Data provided: Begin

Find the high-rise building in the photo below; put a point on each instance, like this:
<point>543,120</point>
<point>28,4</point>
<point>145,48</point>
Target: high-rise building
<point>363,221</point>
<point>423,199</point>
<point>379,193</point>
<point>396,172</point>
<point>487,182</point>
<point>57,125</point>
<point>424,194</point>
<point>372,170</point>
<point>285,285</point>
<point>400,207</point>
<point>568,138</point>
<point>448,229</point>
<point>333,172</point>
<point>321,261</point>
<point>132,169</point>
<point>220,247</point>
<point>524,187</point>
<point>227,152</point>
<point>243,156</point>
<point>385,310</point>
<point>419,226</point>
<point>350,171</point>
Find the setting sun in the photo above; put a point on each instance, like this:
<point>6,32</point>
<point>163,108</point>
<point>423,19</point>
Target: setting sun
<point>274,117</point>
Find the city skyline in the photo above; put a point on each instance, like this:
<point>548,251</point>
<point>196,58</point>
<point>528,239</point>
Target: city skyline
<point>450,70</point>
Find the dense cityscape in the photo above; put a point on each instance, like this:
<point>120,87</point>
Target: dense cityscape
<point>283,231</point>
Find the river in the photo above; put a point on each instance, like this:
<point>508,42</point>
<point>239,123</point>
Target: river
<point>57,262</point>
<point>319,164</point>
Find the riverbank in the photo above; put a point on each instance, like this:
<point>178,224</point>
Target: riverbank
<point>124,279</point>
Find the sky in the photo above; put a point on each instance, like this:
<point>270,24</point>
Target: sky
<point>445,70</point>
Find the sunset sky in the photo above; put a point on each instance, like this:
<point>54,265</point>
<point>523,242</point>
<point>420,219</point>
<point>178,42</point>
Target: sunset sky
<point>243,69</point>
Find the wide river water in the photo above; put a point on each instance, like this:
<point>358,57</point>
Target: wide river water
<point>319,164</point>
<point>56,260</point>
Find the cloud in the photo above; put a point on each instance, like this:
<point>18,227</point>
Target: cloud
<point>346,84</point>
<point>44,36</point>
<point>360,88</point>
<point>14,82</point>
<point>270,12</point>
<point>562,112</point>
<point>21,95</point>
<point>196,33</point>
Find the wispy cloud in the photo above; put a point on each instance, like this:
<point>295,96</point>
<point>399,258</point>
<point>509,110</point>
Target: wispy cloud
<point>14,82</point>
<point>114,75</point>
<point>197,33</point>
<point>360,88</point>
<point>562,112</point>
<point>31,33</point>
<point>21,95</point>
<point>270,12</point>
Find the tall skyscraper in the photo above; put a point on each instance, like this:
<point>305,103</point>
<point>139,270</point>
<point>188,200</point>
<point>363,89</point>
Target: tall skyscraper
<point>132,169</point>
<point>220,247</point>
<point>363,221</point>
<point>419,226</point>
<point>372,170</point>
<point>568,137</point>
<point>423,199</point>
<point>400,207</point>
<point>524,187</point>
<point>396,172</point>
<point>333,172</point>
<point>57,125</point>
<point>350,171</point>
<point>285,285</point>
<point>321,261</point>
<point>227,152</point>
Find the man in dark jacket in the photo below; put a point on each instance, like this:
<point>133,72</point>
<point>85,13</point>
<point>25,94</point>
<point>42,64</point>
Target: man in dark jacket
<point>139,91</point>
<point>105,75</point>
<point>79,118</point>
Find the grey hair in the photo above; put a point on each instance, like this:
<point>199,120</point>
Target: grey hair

Data provided: End

→ **Exercise instructions**: When you reach the end of the data above, set it all down again unchanged.

→ **Task output**:
Find the high-rise building in the photo below; put a point on each instance, like this:
<point>543,120</point>
<point>28,4</point>
<point>145,48</point>
Target: high-rise building
<point>363,221</point>
<point>423,199</point>
<point>379,193</point>
<point>396,172</point>
<point>487,182</point>
<point>57,125</point>
<point>424,194</point>
<point>372,170</point>
<point>285,285</point>
<point>400,207</point>
<point>568,138</point>
<point>448,229</point>
<point>333,172</point>
<point>321,261</point>
<point>132,169</point>
<point>220,247</point>
<point>524,187</point>
<point>227,152</point>
<point>243,156</point>
<point>385,310</point>
<point>419,226</point>
<point>350,171</point>
Find the setting sun in the photo above; put a point on each instance, like this:
<point>6,32</point>
<point>163,108</point>
<point>423,19</point>
Target: setting sun
<point>274,117</point>
Find the city skyline in the photo above; put a point on each instance, like this:
<point>548,251</point>
<point>196,58</point>
<point>528,239</point>
Target: city skyline
<point>450,70</point>
Find the dense cityscape in the photo above; put a point on each instance, like this:
<point>120,87</point>
Target: dense cityscape
<point>283,231</point>
Find the river in the photo above; put a point on each instance, like this:
<point>508,42</point>
<point>239,123</point>
Target: river
<point>57,262</point>
<point>319,164</point>
Find the riverbank in the photo above; put a point on each instance, like this:
<point>178,224</point>
Target: riverbank
<point>124,279</point>
Find the sky in the photo above; put a point on each instance, like this:
<point>270,24</point>
Target: sky
<point>445,70</point>
Find the sunset sky in the photo above; put a point on each instance, like this:
<point>54,265</point>
<point>523,242</point>
<point>420,219</point>
<point>178,42</point>
Target: sunset sky
<point>243,69</point>
Find the wide river water in the photo above; put a point on each instance, like this:
<point>358,57</point>
Target: wide river water
<point>319,164</point>
<point>56,260</point>
Find the cloud in the photo above; put a point on each instance, like this:
<point>18,227</point>
Target: cloud
<point>346,84</point>
<point>44,36</point>
<point>360,88</point>
<point>14,82</point>
<point>270,12</point>
<point>562,112</point>
<point>21,95</point>
<point>196,33</point>
Find the wispy cloud in the photo above; put a point on each instance, like this:
<point>295,96</point>
<point>399,258</point>
<point>509,110</point>
Target: wispy cloud
<point>14,82</point>
<point>114,75</point>
<point>197,33</point>
<point>360,88</point>
<point>562,112</point>
<point>31,33</point>
<point>21,95</point>
<point>270,12</point>
Find the tall skyscraper in the photo above; put a point on each instance, like this:
<point>305,103</point>
<point>139,270</point>
<point>188,200</point>
<point>363,89</point>
Target: tall skyscraper
<point>132,169</point>
<point>220,247</point>
<point>363,221</point>
<point>419,226</point>
<point>372,170</point>
<point>568,137</point>
<point>423,199</point>
<point>400,207</point>
<point>524,187</point>
<point>396,172</point>
<point>333,172</point>
<point>57,125</point>
<point>350,171</point>
<point>285,285</point>
<point>321,261</point>
<point>227,152</point>
Find the man in dark jacket in the photo below; put a point on each instance, like this:
<point>133,72</point>
<point>85,13</point>
<point>25,94</point>
<point>42,64</point>
Target: man in dark jacket
<point>139,91</point>
<point>105,75</point>
<point>79,118</point>
Find the grey hair in the photo above; put a point on each instance, like this:
<point>199,120</point>
Target: grey hair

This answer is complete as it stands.